İstenen A - Fed ve faiz konulu alıntıda adı geçen yer, kişi ve kurum adlarını listeleyin.
İstenen B - Alıntıya göre Başkan Powell sunumunu nerede ve hangi gün yaptı?
İstenen C - Powell'ın sunumu ve Fed politikası üzerine alıntıyı son cümlesinin ardından devam ettirin.

Görünen o ki yılın son çeyreği herkes açısından daha önceden yapılan hesap kitap noktasında önemli güncellemeleri gündeme getirecek. Geçtiğimiz Cuma günü Wyoming’de Başkan Powell’ın gerçekleştirdiği sunum, başta Amerikan ekonomisi olmak üzere, dünyanın geri kalanı için de yol haritasında değişiklik konusunu yeniden karşımıza çıkarıyor. Öte yandan hikayeye sadece ‘Fed ve faiz indirimi’ başlıkları üzerinden yaklaşmak, fazlasıyla acemilik ve basite indirgemek olur. Tartışalım.

Veri kümesi içeriği -
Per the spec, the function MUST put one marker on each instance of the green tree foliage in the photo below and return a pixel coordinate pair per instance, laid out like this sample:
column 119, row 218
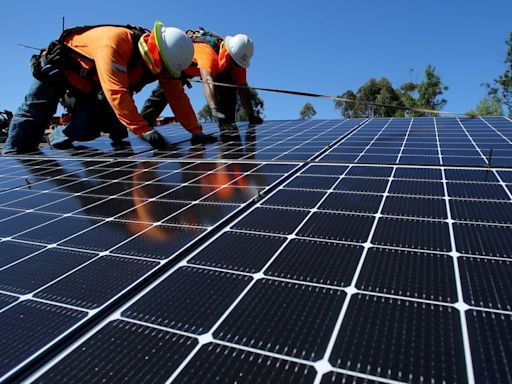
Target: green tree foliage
column 488, row 106
column 307, row 111
column 426, row 94
column 347, row 109
column 374, row 91
column 430, row 90
column 502, row 86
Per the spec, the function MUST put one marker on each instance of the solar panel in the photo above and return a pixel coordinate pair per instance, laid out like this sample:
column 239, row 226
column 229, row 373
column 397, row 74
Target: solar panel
column 303, row 251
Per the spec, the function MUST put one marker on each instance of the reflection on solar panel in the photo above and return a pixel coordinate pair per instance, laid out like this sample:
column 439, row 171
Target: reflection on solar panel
column 331, row 251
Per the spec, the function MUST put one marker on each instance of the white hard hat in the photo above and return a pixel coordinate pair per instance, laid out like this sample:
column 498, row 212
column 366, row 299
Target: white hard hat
column 241, row 49
column 175, row 48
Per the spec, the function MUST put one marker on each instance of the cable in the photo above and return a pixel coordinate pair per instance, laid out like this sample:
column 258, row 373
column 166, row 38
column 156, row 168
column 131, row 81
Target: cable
column 309, row 94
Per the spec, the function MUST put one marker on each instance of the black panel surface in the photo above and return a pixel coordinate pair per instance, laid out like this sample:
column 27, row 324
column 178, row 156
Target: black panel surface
column 351, row 202
column 272, row 220
column 312, row 182
column 104, row 236
column 490, row 337
column 199, row 214
column 295, row 198
column 498, row 212
column 486, row 283
column 11, row 251
column 337, row 226
column 482, row 191
column 29, row 326
column 237, row 251
column 361, row 184
column 23, row 222
column 286, row 318
column 316, row 262
column 6, row 300
column 342, row 378
column 420, row 275
column 400, row 340
column 57, row 230
column 190, row 299
column 41, row 269
column 411, row 206
column 152, row 211
column 210, row 365
column 123, row 352
column 417, row 188
column 483, row 240
column 97, row 282
column 393, row 311
column 410, row 233
column 418, row 174
column 159, row 241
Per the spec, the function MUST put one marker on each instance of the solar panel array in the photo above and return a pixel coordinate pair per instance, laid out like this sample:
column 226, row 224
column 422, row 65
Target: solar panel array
column 328, row 251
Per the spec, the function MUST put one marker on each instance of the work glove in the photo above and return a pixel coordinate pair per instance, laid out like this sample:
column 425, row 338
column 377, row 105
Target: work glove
column 201, row 138
column 255, row 120
column 218, row 115
column 155, row 139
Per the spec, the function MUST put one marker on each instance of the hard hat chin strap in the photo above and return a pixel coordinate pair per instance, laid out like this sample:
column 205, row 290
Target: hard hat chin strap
column 149, row 51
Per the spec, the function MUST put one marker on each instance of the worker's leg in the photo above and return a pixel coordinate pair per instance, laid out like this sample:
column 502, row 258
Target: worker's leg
column 82, row 127
column 226, row 97
column 31, row 119
column 108, row 122
column 154, row 106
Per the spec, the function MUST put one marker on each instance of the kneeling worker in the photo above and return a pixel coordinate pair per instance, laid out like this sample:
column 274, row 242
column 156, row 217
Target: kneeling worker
column 215, row 60
column 101, row 67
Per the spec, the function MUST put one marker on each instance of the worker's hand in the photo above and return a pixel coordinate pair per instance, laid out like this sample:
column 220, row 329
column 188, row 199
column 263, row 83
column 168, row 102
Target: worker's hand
column 218, row 115
column 155, row 139
column 255, row 120
column 201, row 138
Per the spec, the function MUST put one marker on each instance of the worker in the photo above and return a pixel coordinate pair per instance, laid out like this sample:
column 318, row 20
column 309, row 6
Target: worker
column 99, row 68
column 215, row 60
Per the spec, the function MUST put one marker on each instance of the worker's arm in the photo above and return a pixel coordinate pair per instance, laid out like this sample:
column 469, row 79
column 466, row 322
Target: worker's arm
column 180, row 104
column 245, row 100
column 112, row 67
column 154, row 105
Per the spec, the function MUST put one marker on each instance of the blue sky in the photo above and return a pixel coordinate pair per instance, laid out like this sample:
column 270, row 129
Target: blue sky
column 316, row 46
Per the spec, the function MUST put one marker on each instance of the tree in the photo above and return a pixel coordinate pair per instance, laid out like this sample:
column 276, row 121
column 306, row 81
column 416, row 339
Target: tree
column 502, row 86
column 430, row 90
column 307, row 111
column 488, row 106
column 408, row 95
column 346, row 108
column 373, row 91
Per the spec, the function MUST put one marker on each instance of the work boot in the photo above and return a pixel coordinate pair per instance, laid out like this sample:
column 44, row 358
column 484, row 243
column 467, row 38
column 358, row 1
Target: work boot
column 201, row 138
column 64, row 144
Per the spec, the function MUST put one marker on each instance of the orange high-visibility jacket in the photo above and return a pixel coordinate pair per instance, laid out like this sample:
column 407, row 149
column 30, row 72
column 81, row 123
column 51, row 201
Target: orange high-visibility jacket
column 111, row 49
column 206, row 58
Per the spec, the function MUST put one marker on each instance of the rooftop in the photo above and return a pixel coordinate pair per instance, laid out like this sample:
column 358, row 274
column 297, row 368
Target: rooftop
column 320, row 251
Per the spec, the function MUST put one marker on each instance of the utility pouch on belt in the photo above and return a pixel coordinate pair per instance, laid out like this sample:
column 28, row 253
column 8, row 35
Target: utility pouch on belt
column 47, row 66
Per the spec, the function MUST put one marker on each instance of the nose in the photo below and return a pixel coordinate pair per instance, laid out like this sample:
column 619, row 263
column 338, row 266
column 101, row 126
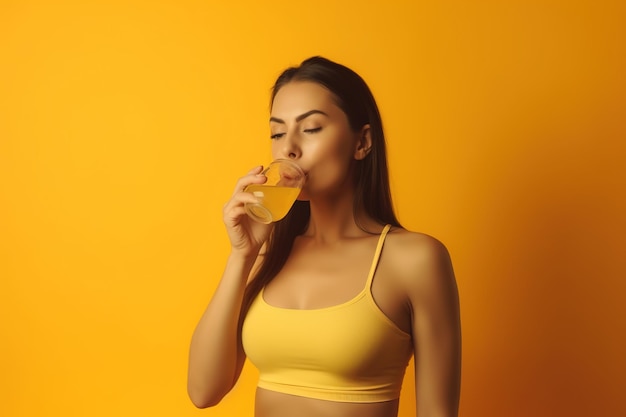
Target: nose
column 289, row 146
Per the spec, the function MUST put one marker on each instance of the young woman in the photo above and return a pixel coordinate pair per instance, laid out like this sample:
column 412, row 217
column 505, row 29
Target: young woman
column 331, row 302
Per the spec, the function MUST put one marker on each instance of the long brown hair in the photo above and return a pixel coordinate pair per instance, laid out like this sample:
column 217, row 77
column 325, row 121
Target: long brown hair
column 372, row 192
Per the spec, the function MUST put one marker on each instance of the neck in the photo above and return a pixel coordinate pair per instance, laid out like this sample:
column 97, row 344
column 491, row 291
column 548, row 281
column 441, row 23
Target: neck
column 334, row 219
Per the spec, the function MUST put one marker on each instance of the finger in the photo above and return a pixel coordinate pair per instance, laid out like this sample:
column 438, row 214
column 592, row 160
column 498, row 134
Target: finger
column 253, row 177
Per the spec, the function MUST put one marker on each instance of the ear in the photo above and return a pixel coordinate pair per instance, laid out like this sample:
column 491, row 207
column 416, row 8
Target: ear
column 364, row 143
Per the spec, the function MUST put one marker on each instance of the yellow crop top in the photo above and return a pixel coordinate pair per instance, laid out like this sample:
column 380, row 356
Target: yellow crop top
column 351, row 352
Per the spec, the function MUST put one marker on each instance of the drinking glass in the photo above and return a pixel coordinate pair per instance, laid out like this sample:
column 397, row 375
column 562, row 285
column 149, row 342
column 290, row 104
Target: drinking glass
column 284, row 182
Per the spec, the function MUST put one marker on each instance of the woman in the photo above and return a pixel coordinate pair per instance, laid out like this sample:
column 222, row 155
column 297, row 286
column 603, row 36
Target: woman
column 329, row 317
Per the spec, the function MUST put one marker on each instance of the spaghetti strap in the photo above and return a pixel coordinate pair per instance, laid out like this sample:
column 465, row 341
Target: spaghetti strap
column 379, row 249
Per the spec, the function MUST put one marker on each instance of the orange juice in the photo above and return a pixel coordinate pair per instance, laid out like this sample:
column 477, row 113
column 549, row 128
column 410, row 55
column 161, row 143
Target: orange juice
column 275, row 201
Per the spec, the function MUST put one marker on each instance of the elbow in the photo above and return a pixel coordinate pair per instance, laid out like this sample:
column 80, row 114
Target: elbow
column 205, row 398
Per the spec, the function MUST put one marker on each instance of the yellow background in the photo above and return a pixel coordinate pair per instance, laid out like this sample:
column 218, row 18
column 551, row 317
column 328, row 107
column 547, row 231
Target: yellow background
column 124, row 125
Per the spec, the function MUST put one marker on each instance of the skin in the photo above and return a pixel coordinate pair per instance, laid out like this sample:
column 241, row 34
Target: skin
column 414, row 283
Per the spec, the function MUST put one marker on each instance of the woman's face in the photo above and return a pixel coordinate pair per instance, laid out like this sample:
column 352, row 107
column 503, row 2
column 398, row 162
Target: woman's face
column 309, row 128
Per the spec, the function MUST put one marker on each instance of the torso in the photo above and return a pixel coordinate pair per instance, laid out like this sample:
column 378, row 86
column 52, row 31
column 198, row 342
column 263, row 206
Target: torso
column 318, row 276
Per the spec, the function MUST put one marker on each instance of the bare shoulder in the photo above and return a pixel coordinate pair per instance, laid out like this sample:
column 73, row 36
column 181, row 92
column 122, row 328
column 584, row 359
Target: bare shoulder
column 418, row 260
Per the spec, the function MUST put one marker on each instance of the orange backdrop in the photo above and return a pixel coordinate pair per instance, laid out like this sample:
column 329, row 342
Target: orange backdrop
column 124, row 125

Sonuç A - Wyoming, Powell, Fed

Sonuç B - Geçtiğimiz Cuma günü Wyoming'de.

Sonuç C -
Global merkez bankacılığı tarihi, siyasi kesimden gelen eleştiri ve yapılanların toplumun her kesimini aynı anda memnun edememesi gibi önemli sorun başlıkları ile doludur. Unutulmaması gereken detay, ne siyasi baskı ve eleştirinin önüne geçilebileceği ne de toplumun tüm kesimlerini aynı anda mutlu edebilme zorunluluğu. İşlerin doğru yapılması, atılan adımların tercih ve zamanlama olarak tartışmaya kapalı şekilde gerçekleşmesi gibi iki kritik detaydan ötesi biraz zaman kaybı oluyor. Diğer yandan ise kimi noktalar vardır ki korunması elzemdir. Sadece o nokta özelinde değil, sistemin ve temsil ettiği değerlerin devamlılığı açısından. Fed’e gelen siyasi eleştiri ve açık baskıları da bu çerçevede değerlendirmek en sağlıklı ve doğru olanı.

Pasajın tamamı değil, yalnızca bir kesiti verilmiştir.